▶ What to do: Please work out how many lines below contain the word "tire", and reply with only that number.

Photo-based referring expression data:

<<<<

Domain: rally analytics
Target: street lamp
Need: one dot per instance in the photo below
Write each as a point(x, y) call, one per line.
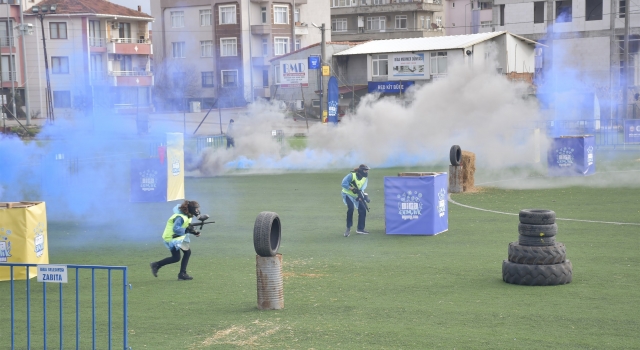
point(41, 11)
point(322, 61)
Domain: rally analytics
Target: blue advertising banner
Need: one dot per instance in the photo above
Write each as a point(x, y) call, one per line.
point(390, 87)
point(572, 156)
point(416, 205)
point(332, 100)
point(314, 62)
point(148, 180)
point(632, 131)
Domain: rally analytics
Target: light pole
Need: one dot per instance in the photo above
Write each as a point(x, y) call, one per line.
point(322, 61)
point(41, 11)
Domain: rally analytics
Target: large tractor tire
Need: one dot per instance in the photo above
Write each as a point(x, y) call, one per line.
point(537, 275)
point(538, 230)
point(532, 255)
point(537, 216)
point(536, 241)
point(266, 234)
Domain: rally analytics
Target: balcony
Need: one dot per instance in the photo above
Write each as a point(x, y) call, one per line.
point(385, 6)
point(261, 29)
point(129, 46)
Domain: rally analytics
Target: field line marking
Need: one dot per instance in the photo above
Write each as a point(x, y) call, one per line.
point(563, 219)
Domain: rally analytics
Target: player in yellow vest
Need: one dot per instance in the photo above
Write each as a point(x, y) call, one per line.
point(350, 198)
point(176, 238)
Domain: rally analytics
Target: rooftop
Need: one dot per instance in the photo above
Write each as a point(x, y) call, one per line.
point(95, 7)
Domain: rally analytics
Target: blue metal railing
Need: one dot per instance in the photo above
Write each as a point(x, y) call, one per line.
point(93, 268)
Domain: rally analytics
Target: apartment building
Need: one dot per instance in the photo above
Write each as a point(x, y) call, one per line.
point(98, 55)
point(362, 20)
point(214, 49)
point(468, 16)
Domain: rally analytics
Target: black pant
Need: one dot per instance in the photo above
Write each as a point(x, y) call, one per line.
point(175, 257)
point(362, 214)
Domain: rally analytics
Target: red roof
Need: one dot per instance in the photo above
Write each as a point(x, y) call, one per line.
point(98, 7)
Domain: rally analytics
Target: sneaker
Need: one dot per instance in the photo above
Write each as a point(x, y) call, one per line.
point(154, 269)
point(184, 276)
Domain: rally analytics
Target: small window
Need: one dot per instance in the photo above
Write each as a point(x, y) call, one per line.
point(62, 99)
point(564, 11)
point(281, 46)
point(60, 65)
point(228, 47)
point(177, 19)
point(379, 65)
point(281, 14)
point(538, 12)
point(438, 63)
point(58, 30)
point(229, 78)
point(401, 22)
point(339, 25)
point(593, 10)
point(205, 18)
point(228, 14)
point(207, 79)
point(178, 49)
point(206, 48)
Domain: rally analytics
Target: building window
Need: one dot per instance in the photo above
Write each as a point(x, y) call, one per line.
point(564, 11)
point(58, 30)
point(229, 78)
point(228, 47)
point(401, 22)
point(62, 99)
point(438, 63)
point(593, 10)
point(538, 12)
point(339, 25)
point(206, 48)
point(205, 18)
point(379, 65)
point(228, 14)
point(60, 65)
point(177, 19)
point(376, 23)
point(281, 14)
point(207, 79)
point(276, 74)
point(178, 49)
point(281, 46)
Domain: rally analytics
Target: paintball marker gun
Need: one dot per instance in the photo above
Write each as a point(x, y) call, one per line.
point(362, 197)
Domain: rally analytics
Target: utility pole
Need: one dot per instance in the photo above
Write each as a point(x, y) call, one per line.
point(625, 70)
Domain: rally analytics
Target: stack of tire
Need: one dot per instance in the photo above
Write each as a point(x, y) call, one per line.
point(536, 259)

>>>>

▶ Worked solution: 2